Below are the records; how many of their lines contain "outline"? Reply only with that figure.

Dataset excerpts

++++++++++++++++++++

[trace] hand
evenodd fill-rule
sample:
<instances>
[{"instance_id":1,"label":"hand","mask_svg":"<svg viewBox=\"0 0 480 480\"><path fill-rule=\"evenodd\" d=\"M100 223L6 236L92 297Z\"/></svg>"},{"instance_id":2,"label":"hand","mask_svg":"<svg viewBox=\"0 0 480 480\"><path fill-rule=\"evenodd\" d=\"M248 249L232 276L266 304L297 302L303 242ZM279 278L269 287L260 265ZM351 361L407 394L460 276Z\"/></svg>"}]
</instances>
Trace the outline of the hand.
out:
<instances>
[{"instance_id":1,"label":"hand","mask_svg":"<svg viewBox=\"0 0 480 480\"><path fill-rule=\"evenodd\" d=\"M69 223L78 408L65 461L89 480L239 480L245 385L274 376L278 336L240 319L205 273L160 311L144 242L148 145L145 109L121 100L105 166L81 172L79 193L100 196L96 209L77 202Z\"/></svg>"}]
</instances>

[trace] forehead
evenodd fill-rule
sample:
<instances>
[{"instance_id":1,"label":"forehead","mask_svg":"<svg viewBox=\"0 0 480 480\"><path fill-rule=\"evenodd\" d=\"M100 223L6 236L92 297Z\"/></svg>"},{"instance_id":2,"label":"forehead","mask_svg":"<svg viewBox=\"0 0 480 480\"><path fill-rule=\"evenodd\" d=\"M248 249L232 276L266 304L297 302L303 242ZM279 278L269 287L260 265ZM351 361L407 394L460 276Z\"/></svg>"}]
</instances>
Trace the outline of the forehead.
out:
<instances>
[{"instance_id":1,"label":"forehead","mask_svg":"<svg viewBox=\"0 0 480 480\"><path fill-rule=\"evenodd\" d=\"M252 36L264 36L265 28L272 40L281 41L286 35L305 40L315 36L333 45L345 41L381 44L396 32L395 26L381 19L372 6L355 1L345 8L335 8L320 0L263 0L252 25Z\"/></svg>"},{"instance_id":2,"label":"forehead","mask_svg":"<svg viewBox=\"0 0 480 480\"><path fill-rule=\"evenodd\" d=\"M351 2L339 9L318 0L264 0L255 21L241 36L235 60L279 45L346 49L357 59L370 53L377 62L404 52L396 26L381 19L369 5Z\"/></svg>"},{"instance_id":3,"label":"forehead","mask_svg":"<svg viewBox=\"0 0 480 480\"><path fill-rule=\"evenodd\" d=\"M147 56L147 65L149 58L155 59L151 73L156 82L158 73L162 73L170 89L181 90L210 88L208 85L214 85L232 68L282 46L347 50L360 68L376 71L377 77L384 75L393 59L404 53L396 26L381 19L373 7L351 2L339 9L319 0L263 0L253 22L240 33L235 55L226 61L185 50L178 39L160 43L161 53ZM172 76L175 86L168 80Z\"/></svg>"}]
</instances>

++++++++++++++++++++

### REPLY TO THE TASK:
2